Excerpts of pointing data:
________________________________________
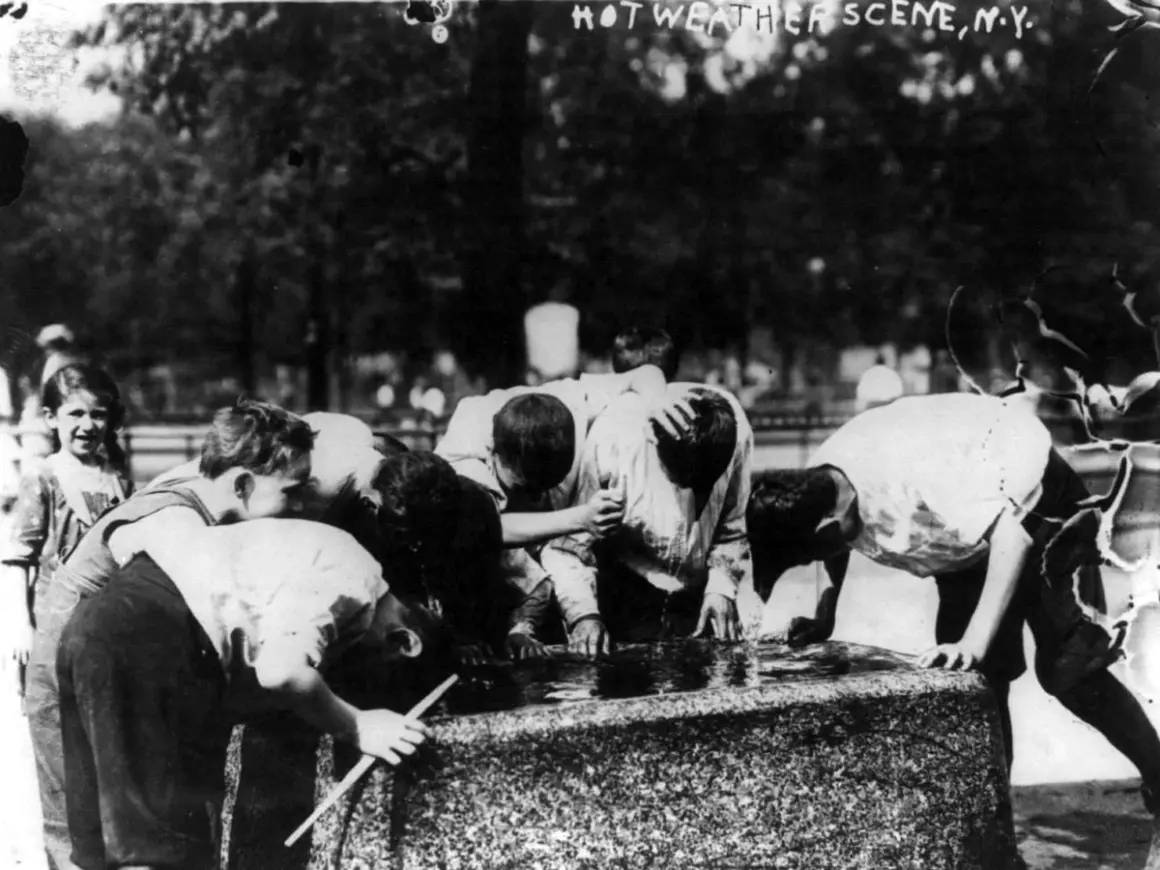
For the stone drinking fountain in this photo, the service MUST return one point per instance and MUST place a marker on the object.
(693, 754)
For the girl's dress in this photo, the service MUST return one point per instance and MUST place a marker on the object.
(59, 500)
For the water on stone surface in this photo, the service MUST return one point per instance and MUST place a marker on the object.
(644, 669)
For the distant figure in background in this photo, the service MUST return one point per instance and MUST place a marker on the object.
(59, 346)
(60, 499)
(944, 375)
(878, 385)
(645, 346)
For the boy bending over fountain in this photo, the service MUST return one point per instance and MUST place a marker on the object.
(523, 446)
(188, 637)
(676, 563)
(969, 490)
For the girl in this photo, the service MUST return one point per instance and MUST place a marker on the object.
(59, 500)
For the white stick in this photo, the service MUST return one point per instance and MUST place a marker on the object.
(367, 761)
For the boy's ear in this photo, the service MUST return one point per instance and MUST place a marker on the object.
(244, 485)
(403, 644)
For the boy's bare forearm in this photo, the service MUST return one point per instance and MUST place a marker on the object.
(306, 694)
(533, 528)
(827, 601)
(1009, 548)
(14, 579)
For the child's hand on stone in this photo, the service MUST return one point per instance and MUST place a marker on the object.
(389, 736)
(521, 647)
(471, 654)
(589, 638)
(673, 413)
(603, 513)
(20, 640)
(950, 657)
(804, 630)
(720, 614)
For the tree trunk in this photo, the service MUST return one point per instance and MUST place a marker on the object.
(490, 317)
(247, 291)
(318, 330)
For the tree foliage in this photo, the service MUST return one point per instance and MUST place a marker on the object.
(278, 165)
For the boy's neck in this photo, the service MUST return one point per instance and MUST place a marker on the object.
(91, 461)
(846, 508)
(217, 495)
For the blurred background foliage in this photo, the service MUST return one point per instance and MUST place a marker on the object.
(305, 183)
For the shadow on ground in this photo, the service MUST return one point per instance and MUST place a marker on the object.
(1082, 826)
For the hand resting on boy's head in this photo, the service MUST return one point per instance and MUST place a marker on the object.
(672, 412)
(603, 513)
(719, 614)
(589, 638)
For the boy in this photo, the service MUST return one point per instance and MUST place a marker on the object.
(966, 488)
(254, 462)
(345, 462)
(676, 563)
(255, 614)
(645, 346)
(523, 446)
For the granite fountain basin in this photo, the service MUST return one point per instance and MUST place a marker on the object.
(695, 754)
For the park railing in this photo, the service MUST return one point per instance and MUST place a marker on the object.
(782, 440)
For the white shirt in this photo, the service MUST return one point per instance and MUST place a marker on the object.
(280, 588)
(662, 539)
(878, 384)
(934, 473)
(468, 443)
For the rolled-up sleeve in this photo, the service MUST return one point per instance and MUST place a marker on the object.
(465, 444)
(730, 560)
(31, 517)
(571, 560)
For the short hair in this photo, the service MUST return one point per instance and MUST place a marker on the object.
(80, 377)
(782, 517)
(534, 435)
(645, 346)
(702, 454)
(465, 580)
(420, 508)
(256, 436)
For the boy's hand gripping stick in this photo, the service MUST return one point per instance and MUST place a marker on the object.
(367, 762)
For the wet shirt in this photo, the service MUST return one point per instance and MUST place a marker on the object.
(662, 539)
(934, 475)
(284, 588)
(468, 442)
(59, 500)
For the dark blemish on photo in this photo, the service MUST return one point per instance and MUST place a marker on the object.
(13, 150)
(421, 11)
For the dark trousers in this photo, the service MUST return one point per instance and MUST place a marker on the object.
(635, 611)
(55, 602)
(142, 695)
(1072, 653)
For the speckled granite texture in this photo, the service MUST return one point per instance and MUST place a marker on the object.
(889, 767)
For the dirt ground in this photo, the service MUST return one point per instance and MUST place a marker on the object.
(1077, 805)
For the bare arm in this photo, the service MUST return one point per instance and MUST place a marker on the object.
(299, 688)
(22, 555)
(1009, 548)
(533, 528)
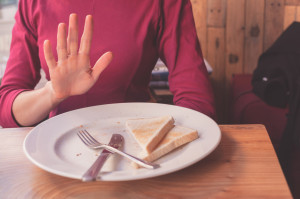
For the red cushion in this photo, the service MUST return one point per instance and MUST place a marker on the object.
(247, 108)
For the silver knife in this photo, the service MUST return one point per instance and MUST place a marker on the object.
(116, 141)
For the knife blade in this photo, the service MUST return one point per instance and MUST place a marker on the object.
(116, 141)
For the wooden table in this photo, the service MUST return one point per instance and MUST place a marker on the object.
(244, 165)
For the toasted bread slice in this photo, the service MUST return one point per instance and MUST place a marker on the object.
(148, 132)
(177, 136)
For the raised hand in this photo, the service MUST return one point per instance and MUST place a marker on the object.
(72, 73)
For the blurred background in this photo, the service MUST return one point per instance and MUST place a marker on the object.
(7, 12)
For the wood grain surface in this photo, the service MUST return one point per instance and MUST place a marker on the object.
(244, 165)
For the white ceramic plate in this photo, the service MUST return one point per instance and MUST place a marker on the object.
(54, 146)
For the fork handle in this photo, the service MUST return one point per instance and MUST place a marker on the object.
(92, 173)
(139, 161)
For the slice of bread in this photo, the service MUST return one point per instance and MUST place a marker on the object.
(177, 136)
(148, 132)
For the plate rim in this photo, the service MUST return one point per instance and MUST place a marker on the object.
(138, 177)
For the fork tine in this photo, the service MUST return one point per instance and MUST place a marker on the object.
(90, 138)
(82, 138)
(87, 139)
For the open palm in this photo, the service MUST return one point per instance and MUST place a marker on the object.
(72, 73)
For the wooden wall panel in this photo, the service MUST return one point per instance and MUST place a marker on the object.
(292, 2)
(216, 57)
(254, 33)
(290, 13)
(234, 33)
(274, 18)
(200, 17)
(216, 13)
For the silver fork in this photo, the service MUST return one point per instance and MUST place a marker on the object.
(92, 143)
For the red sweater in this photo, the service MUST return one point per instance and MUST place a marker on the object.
(136, 31)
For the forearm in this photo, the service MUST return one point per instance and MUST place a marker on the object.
(31, 107)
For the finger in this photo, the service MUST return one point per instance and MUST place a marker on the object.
(101, 64)
(62, 52)
(86, 39)
(50, 60)
(73, 35)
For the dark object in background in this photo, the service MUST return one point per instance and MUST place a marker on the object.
(276, 80)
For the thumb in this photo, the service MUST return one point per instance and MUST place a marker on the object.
(101, 64)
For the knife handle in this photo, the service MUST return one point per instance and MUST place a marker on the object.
(92, 173)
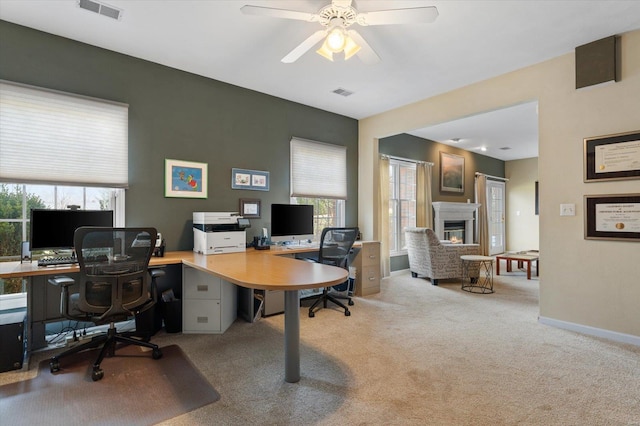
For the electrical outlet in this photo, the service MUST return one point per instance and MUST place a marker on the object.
(80, 337)
(567, 209)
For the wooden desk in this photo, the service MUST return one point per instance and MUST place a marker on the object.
(257, 269)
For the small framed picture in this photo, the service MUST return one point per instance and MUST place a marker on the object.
(255, 180)
(249, 207)
(451, 172)
(612, 157)
(185, 179)
(612, 217)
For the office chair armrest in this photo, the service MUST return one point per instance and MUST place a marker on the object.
(62, 281)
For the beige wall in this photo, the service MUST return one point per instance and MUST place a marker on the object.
(590, 283)
(521, 221)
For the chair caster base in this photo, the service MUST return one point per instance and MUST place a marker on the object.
(97, 374)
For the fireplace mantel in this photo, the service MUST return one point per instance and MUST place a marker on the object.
(446, 211)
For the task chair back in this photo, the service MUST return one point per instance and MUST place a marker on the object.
(114, 280)
(335, 246)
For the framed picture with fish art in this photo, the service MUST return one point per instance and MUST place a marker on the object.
(185, 179)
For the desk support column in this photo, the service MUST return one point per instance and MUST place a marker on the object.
(291, 336)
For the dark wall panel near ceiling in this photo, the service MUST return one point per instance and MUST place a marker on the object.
(178, 115)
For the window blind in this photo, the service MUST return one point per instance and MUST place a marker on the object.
(318, 170)
(59, 138)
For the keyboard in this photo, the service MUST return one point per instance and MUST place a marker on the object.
(57, 260)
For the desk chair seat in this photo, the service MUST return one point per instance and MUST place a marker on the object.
(335, 249)
(114, 284)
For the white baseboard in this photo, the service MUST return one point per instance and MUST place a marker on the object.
(591, 331)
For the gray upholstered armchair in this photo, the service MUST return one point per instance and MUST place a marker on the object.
(430, 258)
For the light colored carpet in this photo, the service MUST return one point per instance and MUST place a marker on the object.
(417, 354)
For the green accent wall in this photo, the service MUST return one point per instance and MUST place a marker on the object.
(178, 115)
(419, 149)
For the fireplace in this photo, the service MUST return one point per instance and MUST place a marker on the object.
(454, 231)
(454, 219)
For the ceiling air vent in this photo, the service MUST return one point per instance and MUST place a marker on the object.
(342, 92)
(100, 8)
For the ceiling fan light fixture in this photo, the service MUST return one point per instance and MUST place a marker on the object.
(336, 39)
(350, 48)
(325, 51)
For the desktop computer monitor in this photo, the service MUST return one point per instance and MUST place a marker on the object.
(54, 229)
(291, 222)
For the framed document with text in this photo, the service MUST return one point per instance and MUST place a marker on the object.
(612, 217)
(612, 157)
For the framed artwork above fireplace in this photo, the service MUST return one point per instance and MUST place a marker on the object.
(451, 172)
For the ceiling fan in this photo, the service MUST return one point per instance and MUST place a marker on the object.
(336, 18)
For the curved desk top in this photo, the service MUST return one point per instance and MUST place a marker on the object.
(258, 269)
(254, 269)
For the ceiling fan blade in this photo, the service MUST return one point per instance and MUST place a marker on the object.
(366, 53)
(304, 47)
(418, 15)
(279, 13)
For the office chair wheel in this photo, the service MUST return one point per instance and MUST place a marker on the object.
(97, 374)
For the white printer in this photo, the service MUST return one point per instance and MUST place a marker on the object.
(219, 232)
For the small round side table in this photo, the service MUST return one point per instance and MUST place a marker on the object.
(483, 284)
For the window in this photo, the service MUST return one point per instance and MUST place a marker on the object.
(51, 137)
(17, 200)
(319, 178)
(57, 149)
(402, 203)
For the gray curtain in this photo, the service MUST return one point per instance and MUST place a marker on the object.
(383, 215)
(482, 221)
(424, 210)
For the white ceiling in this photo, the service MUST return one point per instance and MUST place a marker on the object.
(470, 41)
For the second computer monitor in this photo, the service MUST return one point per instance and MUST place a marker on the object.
(291, 222)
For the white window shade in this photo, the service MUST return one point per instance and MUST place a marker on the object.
(318, 170)
(58, 138)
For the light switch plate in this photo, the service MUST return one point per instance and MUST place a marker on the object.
(567, 209)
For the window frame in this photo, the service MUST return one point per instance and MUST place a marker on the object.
(395, 204)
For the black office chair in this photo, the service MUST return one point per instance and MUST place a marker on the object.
(335, 249)
(114, 284)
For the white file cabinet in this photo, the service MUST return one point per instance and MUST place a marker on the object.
(209, 303)
(367, 264)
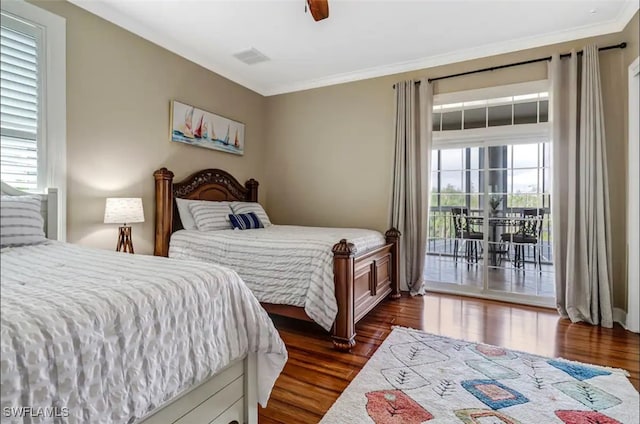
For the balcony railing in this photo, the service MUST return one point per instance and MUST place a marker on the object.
(442, 233)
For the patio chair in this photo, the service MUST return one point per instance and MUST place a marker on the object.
(529, 233)
(463, 233)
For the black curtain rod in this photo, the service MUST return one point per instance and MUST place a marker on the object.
(526, 62)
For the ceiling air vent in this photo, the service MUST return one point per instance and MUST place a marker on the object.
(251, 56)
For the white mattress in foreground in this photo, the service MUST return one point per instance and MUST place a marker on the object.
(283, 264)
(112, 336)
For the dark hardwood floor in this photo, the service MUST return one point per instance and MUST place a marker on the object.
(315, 374)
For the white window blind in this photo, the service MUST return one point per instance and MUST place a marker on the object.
(20, 104)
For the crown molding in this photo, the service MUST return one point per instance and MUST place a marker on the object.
(102, 9)
(627, 13)
(510, 46)
(105, 11)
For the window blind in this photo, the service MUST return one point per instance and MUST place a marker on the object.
(19, 103)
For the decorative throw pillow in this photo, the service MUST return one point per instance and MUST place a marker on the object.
(185, 214)
(21, 222)
(211, 216)
(245, 221)
(255, 207)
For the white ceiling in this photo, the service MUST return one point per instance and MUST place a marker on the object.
(360, 39)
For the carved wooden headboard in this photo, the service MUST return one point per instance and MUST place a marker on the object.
(208, 184)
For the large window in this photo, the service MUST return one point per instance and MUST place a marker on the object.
(33, 101)
(20, 101)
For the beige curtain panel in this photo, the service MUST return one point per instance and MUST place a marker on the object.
(411, 178)
(580, 198)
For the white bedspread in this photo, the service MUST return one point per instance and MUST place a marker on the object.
(112, 336)
(281, 264)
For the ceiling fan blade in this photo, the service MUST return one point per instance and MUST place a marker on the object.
(319, 9)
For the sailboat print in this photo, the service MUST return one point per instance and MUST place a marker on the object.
(197, 132)
(198, 127)
(213, 134)
(186, 127)
(205, 133)
(226, 138)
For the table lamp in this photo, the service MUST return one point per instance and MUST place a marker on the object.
(123, 210)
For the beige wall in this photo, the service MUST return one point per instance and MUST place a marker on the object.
(329, 150)
(118, 91)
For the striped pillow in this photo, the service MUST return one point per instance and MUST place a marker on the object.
(21, 222)
(255, 207)
(245, 221)
(211, 216)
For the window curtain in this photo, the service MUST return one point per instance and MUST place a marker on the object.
(411, 178)
(580, 197)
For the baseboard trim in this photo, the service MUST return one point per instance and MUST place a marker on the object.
(620, 316)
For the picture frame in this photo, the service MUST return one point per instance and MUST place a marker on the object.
(197, 127)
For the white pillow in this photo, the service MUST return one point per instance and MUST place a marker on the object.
(255, 207)
(21, 222)
(185, 214)
(211, 216)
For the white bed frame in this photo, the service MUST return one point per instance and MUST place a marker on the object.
(229, 397)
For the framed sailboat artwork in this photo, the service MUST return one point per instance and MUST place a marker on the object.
(198, 127)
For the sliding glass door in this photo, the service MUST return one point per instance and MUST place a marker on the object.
(490, 223)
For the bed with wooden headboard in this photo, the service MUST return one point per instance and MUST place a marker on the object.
(362, 279)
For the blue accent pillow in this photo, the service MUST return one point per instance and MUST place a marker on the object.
(245, 221)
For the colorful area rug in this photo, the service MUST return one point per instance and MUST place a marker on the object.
(416, 377)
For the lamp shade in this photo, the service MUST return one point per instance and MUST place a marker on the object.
(122, 210)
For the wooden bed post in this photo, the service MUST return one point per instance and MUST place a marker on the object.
(252, 186)
(393, 236)
(344, 328)
(164, 210)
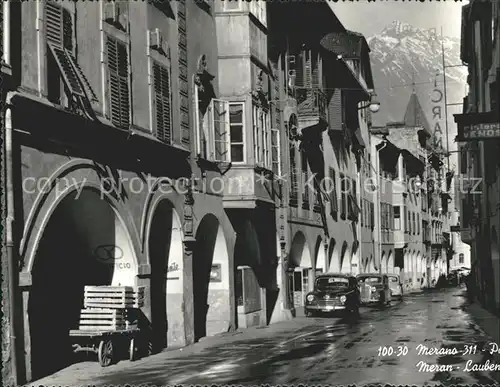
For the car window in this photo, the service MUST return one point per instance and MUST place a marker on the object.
(370, 280)
(332, 283)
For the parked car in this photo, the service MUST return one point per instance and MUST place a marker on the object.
(396, 286)
(333, 292)
(374, 289)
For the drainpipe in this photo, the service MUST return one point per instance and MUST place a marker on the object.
(10, 246)
(379, 232)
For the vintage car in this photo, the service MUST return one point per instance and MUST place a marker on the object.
(395, 286)
(333, 292)
(374, 289)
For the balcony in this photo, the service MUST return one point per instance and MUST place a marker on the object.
(311, 107)
(438, 241)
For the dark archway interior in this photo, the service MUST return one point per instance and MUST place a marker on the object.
(65, 262)
(206, 237)
(331, 248)
(160, 238)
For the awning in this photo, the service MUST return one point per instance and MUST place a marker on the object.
(413, 165)
(435, 161)
(449, 179)
(473, 126)
(351, 45)
(389, 155)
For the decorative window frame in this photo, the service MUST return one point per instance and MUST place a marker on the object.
(161, 56)
(6, 53)
(42, 40)
(124, 38)
(243, 133)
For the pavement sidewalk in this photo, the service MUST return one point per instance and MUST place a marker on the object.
(79, 372)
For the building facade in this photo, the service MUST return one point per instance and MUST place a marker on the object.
(479, 147)
(112, 182)
(409, 214)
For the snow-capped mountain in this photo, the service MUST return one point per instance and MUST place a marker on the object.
(402, 54)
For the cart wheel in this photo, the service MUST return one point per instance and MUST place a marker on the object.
(105, 354)
(132, 350)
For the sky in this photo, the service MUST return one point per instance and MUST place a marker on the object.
(371, 18)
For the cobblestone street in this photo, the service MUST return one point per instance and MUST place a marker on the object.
(320, 350)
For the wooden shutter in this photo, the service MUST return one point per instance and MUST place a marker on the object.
________________________________________
Problem details -
Convert the lines of the items above into a Markdown table with the columns No. and Entry, numbering the rows and omitting blank lines. Begin at the line containing "For the cobblestone" and end at the final line of the items.

Answer to the problem -
| No. | Entry |
|---|---|
| 1 | For the cobblestone street in this photo, the service MUST return one point per instance and MUST place a marker on the object. |
| 2 | (320, 350) |
| 3 | For the wooden shutter in this photo, the service MUST return one point per instance and MUST place a marker on the object. |